*Problème court A*:
Indiquez si chacune des affirmations suivantes concorde avec l'article sur les élections en Centrafrique, en répondant par oui ou par non et en citant textuellement les mots décisifs : (i) la constitution centrafricaine a été promulguée le 30 mars 2016 ; (ii) la conférence de la Baule s'est tenue en 1995 ; (iii) selon l'article 35, le président de la république est élu au scrutin majoritaire à un seul tour.

*Texte fourni*:

○ ○ ○ ○ ○ ○ ○

CENTRAFRIQUE : LA NOUVELLE TENDANCE ÉLECTORALE AFRICAINE « DEUX TOURS DE SCRUTIN DANS LA CONSTITUTION MAIS UN SEUL TOUR DANS LES FAITS » EST-ELLE ENVISAGEABLE EN CENTRAFRIQUE ?

Monsieur Bernard Selembi Doudou, l'auteur de l'article. Photo de courtoisie.
Monsieur Bernard Selembi Doudou, l’auteur de l’article. Photo de courtoisie.

 

Bangui, République centrafricaine, samedi, 12 décembre 2020 (Corbeaunews-Centrafrique). Depuis la conférence de la Baule en 1990 en France qui a marqué une étape importante dans le processus de démocratisation de l’Afrique à travers le multipartisme, plusieurs constitutions africaines calquées sur le modèle de la cinquième république française ont institutionnalisé la dévolution du pouvoir par le suffrage universel direct et au scrutin majoritaire à deux (2) tours.

 

C’est dans ce contexte qu’à l’instar des autres États africains, le constituant de la transition a prévu dans la constitution promulguée le 30 mars 2016 et plus particulièrement à son article 35 alinéa 1 les dispositions suivantes :

« le président de la république est élu au suffrage universel direct et au scrutin secret, majoritaire à deux (2) tours ».

Force est de constater avec amertume et désolation qu’au cours de cette dernière décennie, les élections présidentielles africaines telles qu’en Côte d’Ivoire, en Guinée Conakry, au Burkina Faso et récemment au Ghana sont marquées et estampillées par le slogan de « un (1) coup K.O» synonyme de gagner le scrutin au premier tour.

Ainsi, gagner les élections présidentielles au premier tour est devenu la règle et le second tour constitue l’exception, autrement dit « deux tours dans les textes mais un seul tour dans les faits ». Cette pratique machiavélique qui s’assimile à un passage en force, un old up électoral  car ne reflétant pas l’expression de la volonté souveraine du peuple et qui appartient à une autre époque conforte la thèse du défunt président gabonais et traditionnel médiateur dans les crises centrafricaines qui disait qu’on « organise pas les élections pour les perdre ».

○ ○ ○ ○ ○ ○ ○

*Supports de travail*:

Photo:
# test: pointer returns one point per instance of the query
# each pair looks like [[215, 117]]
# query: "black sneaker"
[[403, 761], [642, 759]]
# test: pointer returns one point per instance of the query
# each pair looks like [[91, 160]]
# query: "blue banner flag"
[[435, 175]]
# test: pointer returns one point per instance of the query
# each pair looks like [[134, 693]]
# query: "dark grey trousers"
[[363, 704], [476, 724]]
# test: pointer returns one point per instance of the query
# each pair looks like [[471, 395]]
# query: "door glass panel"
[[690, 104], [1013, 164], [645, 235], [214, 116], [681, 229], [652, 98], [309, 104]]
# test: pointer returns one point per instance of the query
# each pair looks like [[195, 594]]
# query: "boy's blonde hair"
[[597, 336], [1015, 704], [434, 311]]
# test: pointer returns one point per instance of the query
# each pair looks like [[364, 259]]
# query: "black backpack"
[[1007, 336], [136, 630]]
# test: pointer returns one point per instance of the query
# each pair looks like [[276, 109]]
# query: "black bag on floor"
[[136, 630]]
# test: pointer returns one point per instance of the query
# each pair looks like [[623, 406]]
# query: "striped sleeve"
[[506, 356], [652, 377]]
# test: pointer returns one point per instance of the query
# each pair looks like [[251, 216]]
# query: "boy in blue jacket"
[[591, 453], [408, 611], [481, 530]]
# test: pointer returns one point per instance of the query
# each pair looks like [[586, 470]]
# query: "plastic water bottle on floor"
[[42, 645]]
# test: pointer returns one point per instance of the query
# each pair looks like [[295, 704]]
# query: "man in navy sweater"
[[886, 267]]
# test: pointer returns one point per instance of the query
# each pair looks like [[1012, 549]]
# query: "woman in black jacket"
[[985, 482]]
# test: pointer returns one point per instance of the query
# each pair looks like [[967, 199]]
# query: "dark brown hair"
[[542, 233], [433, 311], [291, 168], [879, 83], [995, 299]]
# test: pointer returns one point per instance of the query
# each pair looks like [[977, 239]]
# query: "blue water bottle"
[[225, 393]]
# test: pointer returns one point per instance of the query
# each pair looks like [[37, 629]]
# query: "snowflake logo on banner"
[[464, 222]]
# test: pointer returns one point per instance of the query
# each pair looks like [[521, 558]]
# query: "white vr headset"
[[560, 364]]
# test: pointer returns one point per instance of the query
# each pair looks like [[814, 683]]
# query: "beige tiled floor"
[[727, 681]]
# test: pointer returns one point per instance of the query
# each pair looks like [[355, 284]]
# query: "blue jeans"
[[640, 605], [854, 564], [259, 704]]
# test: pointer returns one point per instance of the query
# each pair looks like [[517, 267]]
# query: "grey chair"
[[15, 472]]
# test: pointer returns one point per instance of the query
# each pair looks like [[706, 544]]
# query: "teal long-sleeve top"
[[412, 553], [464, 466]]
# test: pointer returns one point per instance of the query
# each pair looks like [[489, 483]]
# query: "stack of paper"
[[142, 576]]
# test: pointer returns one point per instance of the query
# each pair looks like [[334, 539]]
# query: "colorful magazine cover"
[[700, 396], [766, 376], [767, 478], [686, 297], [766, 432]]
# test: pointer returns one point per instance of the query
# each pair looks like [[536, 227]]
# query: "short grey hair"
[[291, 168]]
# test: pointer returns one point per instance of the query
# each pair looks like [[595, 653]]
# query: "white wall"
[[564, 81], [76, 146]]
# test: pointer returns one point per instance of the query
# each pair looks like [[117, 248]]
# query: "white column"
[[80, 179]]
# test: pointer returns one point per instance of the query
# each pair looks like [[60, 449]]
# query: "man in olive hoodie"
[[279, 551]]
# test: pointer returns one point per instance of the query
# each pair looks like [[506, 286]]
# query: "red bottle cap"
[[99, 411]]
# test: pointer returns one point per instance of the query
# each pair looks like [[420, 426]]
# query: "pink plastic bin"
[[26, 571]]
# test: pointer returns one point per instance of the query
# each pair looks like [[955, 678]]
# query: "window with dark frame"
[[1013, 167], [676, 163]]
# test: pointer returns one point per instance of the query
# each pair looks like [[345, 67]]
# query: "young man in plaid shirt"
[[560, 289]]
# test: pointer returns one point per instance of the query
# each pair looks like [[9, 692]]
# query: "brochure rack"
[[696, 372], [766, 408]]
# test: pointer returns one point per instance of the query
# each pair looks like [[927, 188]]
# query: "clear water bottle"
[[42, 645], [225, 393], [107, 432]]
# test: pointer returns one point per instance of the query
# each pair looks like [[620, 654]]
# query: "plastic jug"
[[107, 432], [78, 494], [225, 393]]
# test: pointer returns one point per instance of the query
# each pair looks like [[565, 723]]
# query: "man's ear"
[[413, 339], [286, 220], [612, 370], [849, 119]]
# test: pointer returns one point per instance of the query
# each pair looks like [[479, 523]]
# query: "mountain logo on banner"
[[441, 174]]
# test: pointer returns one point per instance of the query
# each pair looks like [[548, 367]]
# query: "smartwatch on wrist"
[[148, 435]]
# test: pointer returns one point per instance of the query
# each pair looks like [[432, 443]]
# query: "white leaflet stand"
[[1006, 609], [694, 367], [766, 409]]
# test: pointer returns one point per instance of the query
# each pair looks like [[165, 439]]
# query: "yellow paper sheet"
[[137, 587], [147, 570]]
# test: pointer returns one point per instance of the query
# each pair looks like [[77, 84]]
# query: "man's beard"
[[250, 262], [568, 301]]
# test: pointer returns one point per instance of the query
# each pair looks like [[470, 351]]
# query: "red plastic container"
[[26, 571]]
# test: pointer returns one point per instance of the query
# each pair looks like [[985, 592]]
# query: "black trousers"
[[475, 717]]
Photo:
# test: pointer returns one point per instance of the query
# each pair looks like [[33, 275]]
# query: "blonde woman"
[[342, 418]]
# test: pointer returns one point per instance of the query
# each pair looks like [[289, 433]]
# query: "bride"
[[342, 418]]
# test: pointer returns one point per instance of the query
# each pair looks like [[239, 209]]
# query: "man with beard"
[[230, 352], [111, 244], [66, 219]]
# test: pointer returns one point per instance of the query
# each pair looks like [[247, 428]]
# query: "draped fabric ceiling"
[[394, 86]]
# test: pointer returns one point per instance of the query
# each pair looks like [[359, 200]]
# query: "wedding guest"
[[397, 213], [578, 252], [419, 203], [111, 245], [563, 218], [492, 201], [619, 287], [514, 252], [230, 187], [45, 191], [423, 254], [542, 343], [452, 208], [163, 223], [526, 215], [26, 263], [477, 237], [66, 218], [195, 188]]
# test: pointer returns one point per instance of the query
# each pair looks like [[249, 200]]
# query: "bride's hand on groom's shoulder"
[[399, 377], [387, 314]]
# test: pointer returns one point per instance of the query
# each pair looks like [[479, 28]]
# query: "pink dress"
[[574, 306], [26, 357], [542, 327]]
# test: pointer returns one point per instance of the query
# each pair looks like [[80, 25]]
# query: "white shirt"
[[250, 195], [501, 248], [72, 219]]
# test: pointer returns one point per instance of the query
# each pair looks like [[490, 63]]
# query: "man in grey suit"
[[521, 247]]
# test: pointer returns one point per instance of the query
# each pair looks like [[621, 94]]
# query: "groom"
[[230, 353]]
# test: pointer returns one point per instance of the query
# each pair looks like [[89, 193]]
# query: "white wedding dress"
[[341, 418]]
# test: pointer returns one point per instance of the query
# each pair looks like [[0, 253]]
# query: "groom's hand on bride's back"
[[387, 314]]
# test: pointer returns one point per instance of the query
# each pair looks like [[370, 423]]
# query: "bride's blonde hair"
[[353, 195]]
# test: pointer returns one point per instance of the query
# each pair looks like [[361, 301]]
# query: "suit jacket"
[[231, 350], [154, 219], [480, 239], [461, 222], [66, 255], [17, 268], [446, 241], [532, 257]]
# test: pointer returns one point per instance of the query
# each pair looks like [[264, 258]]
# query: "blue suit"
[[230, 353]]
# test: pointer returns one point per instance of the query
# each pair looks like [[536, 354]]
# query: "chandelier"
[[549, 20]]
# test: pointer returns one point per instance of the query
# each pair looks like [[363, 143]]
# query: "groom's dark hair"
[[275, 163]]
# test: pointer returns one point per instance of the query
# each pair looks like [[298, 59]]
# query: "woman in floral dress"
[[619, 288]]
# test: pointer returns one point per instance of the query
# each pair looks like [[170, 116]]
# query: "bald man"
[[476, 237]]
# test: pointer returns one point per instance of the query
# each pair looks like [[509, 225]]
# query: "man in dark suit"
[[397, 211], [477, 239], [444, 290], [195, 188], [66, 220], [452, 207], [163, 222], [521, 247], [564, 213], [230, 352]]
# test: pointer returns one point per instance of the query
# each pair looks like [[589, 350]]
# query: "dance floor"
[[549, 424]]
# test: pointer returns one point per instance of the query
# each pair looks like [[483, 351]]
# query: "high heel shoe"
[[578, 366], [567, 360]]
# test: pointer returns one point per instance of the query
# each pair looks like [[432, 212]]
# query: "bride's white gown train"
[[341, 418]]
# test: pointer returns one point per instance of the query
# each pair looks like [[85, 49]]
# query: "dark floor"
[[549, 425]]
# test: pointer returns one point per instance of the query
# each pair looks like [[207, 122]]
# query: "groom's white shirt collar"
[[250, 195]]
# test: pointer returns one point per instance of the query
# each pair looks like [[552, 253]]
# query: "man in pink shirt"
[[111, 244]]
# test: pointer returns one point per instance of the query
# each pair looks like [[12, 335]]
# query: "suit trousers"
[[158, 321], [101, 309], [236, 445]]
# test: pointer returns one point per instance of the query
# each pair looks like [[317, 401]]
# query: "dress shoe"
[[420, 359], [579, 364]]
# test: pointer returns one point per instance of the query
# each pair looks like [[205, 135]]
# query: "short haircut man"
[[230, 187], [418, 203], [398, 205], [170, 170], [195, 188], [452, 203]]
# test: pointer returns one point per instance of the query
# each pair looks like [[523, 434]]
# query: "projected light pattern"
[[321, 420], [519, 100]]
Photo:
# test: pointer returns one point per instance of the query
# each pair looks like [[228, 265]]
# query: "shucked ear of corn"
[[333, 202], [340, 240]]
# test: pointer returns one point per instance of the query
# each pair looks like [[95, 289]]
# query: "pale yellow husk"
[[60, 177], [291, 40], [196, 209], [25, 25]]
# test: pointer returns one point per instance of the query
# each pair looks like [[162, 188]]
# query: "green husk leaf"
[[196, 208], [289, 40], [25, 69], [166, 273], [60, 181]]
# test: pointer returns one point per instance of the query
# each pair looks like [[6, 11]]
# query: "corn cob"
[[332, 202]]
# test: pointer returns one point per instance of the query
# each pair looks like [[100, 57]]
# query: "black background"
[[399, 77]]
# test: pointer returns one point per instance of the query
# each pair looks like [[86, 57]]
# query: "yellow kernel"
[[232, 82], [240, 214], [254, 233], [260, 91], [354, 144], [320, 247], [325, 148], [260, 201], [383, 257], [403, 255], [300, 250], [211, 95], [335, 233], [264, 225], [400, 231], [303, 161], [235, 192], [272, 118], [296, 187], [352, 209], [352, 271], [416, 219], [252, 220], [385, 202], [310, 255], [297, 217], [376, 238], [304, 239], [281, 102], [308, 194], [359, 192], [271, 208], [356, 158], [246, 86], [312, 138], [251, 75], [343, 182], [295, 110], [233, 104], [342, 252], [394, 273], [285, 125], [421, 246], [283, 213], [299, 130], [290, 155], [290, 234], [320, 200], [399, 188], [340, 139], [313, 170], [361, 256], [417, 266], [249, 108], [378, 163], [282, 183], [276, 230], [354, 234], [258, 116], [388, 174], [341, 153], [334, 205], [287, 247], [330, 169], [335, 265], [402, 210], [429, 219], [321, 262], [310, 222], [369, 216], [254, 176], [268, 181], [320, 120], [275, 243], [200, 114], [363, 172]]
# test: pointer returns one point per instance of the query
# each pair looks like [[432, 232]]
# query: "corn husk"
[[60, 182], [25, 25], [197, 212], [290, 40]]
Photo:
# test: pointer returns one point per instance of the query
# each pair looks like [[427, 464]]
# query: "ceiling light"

○ ○ ○ ○ ○ ○ ○

*Problème court B*:
Relevez chaque ligne des enregistrements qui contient la chaîne « beard ». La casse compte.

*Réponse proposée A*:
(i) Oui : « la constitution promulguée le 30 mars 2016 ».
(ii) Non : « la conférence de la Baule en 1990 en France ».
(iii) Non : « au scrutin secret, majoritaire à deux (2) tours ».

*Réponse proposée B*:
# query: "man's beard"
# query: "man with beard"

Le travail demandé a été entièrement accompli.